MATERIALS PROVIDED
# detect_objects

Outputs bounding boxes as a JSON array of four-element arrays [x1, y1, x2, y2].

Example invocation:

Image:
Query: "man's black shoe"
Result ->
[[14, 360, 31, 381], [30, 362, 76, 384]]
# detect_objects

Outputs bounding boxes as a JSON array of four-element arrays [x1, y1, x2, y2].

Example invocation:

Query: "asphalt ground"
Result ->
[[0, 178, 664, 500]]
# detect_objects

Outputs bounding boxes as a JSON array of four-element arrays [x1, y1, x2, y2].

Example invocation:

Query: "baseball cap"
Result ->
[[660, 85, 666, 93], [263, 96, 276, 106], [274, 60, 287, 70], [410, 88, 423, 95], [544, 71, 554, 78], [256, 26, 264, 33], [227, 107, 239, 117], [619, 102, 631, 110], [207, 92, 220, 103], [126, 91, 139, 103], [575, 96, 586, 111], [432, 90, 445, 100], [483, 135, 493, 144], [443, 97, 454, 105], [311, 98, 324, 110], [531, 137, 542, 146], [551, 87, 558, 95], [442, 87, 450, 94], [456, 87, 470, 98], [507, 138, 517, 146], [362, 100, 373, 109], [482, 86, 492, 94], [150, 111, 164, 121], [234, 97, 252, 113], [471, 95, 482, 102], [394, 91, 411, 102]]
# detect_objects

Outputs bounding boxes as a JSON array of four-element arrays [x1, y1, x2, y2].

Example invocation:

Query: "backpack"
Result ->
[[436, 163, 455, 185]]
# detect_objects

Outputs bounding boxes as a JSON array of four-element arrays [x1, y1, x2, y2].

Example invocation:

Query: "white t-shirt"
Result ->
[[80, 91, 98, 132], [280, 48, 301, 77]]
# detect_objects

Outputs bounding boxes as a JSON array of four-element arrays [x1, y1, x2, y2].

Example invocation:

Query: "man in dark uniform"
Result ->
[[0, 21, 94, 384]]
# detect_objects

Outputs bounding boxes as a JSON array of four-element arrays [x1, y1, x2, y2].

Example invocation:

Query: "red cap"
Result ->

PROBLEM
Repeat the material word for word, in full.

ANSWER FOR THE TASK
# detect_objects

Outputs bounding boxes as a JSON array of four-element arrays [x1, y1, x2, y2].

Example invocation:

Image:
Query: "man's black shoe"
Result ->
[[14, 360, 31, 381], [30, 362, 76, 384]]
# detect_objects

Outputs bounding boxes as a JSON array of four-element arrays [x1, y1, x2, y2].

Example invocation:

Query: "asphalt ground"
Result ->
[[0, 178, 664, 500]]
# detect_objects

Outputs bounding boxes as a JSON array of four-element arrays [x1, y1, x2, y2].

Example invocation:

Query: "baseball cap"
Result ->
[[660, 85, 666, 93], [263, 96, 276, 106], [274, 60, 287, 70], [410, 88, 423, 95], [544, 71, 554, 78], [256, 26, 264, 33], [227, 107, 239, 117], [619, 102, 631, 110], [207, 92, 220, 103], [126, 91, 139, 103], [575, 96, 586, 111], [432, 90, 445, 100], [483, 135, 493, 144], [443, 97, 454, 105], [311, 98, 324, 110], [531, 137, 542, 146], [551, 87, 558, 95], [442, 87, 450, 94], [456, 87, 470, 98], [507, 138, 517, 146], [362, 100, 373, 109], [482, 86, 492, 94], [150, 111, 164, 121], [234, 97, 252, 113], [471, 95, 482, 102], [394, 91, 411, 102]]
# detect_objects

Outputs bounding boxes as a JSON array of four-element arrays [x1, y1, x2, y2].

Example invocation:

Query: "backpack"
Result ->
[[436, 163, 455, 185]]
# detect_objects

Outputs bounding boxes as a JSON array of four-element arrays [x1, y1, x2, y2].

Example invocation:

Query: "white t-shirt"
Result ->
[[80, 91, 98, 132], [280, 48, 301, 77]]
# detect_objects

Outputs bounding boxes as a JSON array of four-element arrays [x1, y1, x2, y2].

Example invocation:

Query: "man in dark uniform"
Result ->
[[0, 21, 94, 384]]
# detect_objects

Outputs bounding boxes as a JSON array of four-element arrays [x1, y1, x2, y2].

Example invocation:

Query: "red cap"
Result ->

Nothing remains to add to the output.